■ **PROBLEM**
Rewrite these lines with every "positive clicks" changed to "foreground clicks", keeping everything else the same.

■ **SOURCE RECORDS**
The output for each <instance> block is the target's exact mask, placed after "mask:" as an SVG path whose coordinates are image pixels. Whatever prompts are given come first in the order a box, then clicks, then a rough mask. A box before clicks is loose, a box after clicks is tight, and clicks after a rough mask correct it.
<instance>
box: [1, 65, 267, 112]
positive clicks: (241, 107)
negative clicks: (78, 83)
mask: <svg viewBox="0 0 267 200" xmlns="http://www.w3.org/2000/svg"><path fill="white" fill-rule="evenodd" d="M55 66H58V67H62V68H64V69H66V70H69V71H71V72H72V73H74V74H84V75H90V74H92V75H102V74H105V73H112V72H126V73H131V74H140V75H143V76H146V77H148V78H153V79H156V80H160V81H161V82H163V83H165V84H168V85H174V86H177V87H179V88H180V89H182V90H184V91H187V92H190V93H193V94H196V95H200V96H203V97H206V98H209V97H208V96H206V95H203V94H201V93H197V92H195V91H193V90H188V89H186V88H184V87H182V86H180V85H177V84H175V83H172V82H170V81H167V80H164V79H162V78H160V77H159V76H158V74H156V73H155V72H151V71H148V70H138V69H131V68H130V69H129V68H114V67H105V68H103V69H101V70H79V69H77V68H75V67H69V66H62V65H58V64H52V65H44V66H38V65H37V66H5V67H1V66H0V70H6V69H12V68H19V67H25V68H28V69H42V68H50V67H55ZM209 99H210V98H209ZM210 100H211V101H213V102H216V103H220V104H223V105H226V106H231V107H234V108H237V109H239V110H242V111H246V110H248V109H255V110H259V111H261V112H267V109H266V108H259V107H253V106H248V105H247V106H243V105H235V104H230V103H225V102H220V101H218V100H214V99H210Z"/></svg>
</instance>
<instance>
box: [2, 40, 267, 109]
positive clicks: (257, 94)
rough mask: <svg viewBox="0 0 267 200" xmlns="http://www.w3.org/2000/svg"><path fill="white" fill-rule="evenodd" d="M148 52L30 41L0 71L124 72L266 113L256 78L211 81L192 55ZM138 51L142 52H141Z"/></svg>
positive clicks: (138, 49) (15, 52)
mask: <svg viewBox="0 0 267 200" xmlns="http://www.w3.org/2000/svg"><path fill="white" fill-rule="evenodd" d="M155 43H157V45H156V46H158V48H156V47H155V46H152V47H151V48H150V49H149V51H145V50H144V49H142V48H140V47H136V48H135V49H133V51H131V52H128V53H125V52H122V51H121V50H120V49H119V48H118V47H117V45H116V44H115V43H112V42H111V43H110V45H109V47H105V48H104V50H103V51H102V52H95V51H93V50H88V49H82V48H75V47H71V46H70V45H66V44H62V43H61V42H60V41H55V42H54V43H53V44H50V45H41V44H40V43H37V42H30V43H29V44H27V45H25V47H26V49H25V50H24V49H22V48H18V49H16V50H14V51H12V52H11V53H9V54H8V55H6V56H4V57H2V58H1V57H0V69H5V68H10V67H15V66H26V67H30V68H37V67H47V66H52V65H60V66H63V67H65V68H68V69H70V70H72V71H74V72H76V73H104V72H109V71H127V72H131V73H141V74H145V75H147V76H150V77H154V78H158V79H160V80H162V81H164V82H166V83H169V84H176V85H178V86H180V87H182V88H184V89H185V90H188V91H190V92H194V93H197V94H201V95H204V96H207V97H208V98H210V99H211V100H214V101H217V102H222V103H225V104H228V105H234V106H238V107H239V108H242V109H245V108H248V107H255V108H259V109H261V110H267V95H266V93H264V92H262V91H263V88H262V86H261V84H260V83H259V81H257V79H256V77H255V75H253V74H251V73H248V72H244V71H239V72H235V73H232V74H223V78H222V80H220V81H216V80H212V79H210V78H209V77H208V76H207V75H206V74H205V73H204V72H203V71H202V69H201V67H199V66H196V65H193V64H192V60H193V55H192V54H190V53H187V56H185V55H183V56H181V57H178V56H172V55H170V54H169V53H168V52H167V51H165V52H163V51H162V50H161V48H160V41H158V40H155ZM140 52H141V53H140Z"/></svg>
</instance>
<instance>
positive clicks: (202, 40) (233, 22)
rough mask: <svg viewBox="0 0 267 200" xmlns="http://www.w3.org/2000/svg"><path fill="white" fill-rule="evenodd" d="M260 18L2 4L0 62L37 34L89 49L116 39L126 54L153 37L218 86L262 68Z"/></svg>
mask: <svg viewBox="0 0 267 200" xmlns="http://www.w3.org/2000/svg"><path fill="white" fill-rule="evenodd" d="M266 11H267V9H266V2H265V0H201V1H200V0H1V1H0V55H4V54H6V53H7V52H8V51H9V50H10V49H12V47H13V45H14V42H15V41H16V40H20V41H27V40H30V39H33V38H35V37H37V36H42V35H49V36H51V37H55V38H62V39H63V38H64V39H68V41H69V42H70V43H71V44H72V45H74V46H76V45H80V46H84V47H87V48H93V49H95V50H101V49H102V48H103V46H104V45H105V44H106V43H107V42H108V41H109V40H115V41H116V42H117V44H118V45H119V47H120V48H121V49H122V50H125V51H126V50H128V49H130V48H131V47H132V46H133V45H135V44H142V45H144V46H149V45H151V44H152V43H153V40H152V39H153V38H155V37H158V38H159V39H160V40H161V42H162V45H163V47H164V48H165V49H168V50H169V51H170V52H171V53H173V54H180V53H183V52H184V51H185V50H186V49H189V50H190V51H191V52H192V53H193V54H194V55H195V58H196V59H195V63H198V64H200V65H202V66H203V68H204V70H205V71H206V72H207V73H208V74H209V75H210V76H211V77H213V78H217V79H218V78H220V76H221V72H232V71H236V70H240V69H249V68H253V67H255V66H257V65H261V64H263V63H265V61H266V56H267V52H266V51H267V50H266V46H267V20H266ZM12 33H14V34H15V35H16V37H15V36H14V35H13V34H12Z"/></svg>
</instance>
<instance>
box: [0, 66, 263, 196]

■ **RESPONSE BOX**
The output for each <instance> block is the target's exact mask, placed after "mask:" as an SVG path whose coordinates are image pixels. Whatever prompts are given come first in the order a box, then clicks, then a rough mask. A box before clicks is loose, a box after clicks is tight, and clicks after a rough mask correct it.
<instance>
box: [1, 65, 267, 112]
foreground clicks: (241, 107)
negative clicks: (78, 83)
mask: <svg viewBox="0 0 267 200" xmlns="http://www.w3.org/2000/svg"><path fill="white" fill-rule="evenodd" d="M55 66H58V67H62V68H64V69H66V70H69V71H71V72H72V73H74V74H84V75H90V74H92V75H102V74H105V73H112V72H126V73H131V74H140V75H143V76H146V77H148V78H153V79H156V80H160V81H161V82H163V83H165V84H168V85H174V86H177V87H179V88H180V89H182V90H184V91H187V92H190V93H193V94H196V95H200V96H203V97H206V98H209V97H208V96H206V95H203V94H201V93H197V92H195V91H193V90H188V89H186V88H184V87H182V86H180V85H177V84H175V83H172V82H170V81H167V80H164V79H162V78H160V77H159V76H158V74H156V73H155V72H151V71H148V70H138V69H131V68H130V69H129V68H114V67H105V68H103V69H101V70H79V69H77V68H75V67H69V66H62V65H58V64H52V65H44V66H38V65H37V66H5V67H1V66H0V70H6V69H12V68H19V67H25V68H28V69H42V68H50V67H55ZM209 99H210V98H209ZM210 100H211V101H213V102H216V103H220V104H223V105H226V106H231V107H234V108H237V109H239V110H242V111H246V110H248V109H255V110H259V111H261V112H267V109H266V108H259V107H253V106H248V105H247V106H243V105H235V104H230V103H225V102H220V101H218V100H214V99H210Z"/></svg>
</instance>
<instance>
box: [2, 40, 267, 109]
foreground clicks: (257, 94)
rough mask: <svg viewBox="0 0 267 200" xmlns="http://www.w3.org/2000/svg"><path fill="white" fill-rule="evenodd" d="M148 52L30 41L0 71L124 72L266 113L256 78L211 81L192 55ZM138 51L142 52H141Z"/></svg>
foreground clicks: (138, 49) (15, 52)
mask: <svg viewBox="0 0 267 200" xmlns="http://www.w3.org/2000/svg"><path fill="white" fill-rule="evenodd" d="M155 43H157V45H156V46H158V48H156V47H155V46H152V47H151V48H150V49H149V51H145V50H144V49H142V48H140V47H136V48H135V49H133V51H131V52H128V53H125V52H122V51H121V50H120V49H119V48H118V47H117V45H116V44H115V43H112V42H111V43H110V45H109V47H105V48H104V50H103V51H102V52H95V51H93V50H88V49H82V48H75V47H71V46H70V45H66V44H62V43H61V42H60V41H55V42H54V43H53V44H50V45H41V44H40V43H37V42H30V43H29V44H27V45H25V47H26V49H25V50H24V49H22V48H18V49H16V50H14V51H12V52H11V53H9V54H8V55H6V56H4V57H2V58H1V57H0V69H5V68H10V67H15V66H26V67H30V68H37V67H47V66H52V65H60V66H63V67H65V68H68V69H70V70H72V71H74V72H76V73H104V72H109V71H127V72H131V73H141V74H145V75H147V76H150V77H154V78H158V79H160V80H162V81H164V82H166V83H169V84H176V85H178V86H180V87H182V88H184V89H185V90H188V91H190V92H194V93H197V94H201V95H204V96H207V97H208V98H210V99H211V100H214V101H217V102H222V103H225V104H228V105H234V106H238V107H239V108H242V109H245V108H248V107H255V108H259V109H261V110H267V95H266V93H264V92H262V91H263V88H262V86H261V84H260V83H259V81H257V79H256V77H255V75H253V74H251V73H248V72H244V71H239V72H235V73H232V74H223V78H222V80H220V81H216V80H212V79H210V78H209V77H208V76H207V75H206V74H205V73H204V72H203V71H202V69H201V67H199V66H196V65H193V64H192V60H193V55H192V54H190V53H187V56H185V55H183V56H181V57H178V56H172V55H170V54H169V53H168V52H167V51H165V52H163V51H162V50H161V48H160V41H158V40H155ZM140 52H141V53H140Z"/></svg>
</instance>
<instance>
foreground clicks: (202, 40) (233, 22)
rough mask: <svg viewBox="0 0 267 200" xmlns="http://www.w3.org/2000/svg"><path fill="white" fill-rule="evenodd" d="M260 18L2 4L0 62L37 34L89 49L116 39L126 54L153 37L218 86L262 68Z"/></svg>
mask: <svg viewBox="0 0 267 200" xmlns="http://www.w3.org/2000/svg"><path fill="white" fill-rule="evenodd" d="M266 11H267V9H266V2H265V0H201V1H200V0H1V1H0V55H4V54H6V53H7V52H8V51H9V50H10V49H12V47H13V45H14V42H15V41H16V40H20V41H27V40H30V39H33V38H35V37H37V36H42V35H49V36H51V37H55V38H62V39H63V38H64V39H68V41H69V42H70V43H71V44H72V45H74V46H76V45H80V46H84V47H87V48H93V49H95V50H101V49H102V48H103V46H104V45H105V44H106V43H107V42H108V41H109V40H115V41H116V42H117V44H118V45H119V47H120V48H121V49H122V50H125V51H126V50H128V49H130V48H131V47H132V46H133V45H135V44H142V45H144V46H149V45H151V44H152V43H153V40H152V39H153V38H155V37H158V38H159V39H160V40H161V42H162V45H163V47H164V48H165V49H168V50H169V51H170V52H171V53H173V54H180V53H183V52H184V51H185V50H186V49H189V50H190V51H191V52H192V53H193V54H194V55H195V58H196V59H195V63H198V64H200V65H202V66H203V68H204V70H205V71H206V72H207V73H208V74H209V75H210V76H211V77H213V78H217V79H218V78H220V76H221V72H232V71H236V70H240V69H249V68H253V67H255V66H257V65H261V64H263V63H265V61H266V56H267V52H266V51H267V50H266V46H267V20H266ZM12 33H14V34H15V35H16V37H15V36H14V35H13V34H12Z"/></svg>
</instance>
<instance>
box: [0, 66, 263, 196]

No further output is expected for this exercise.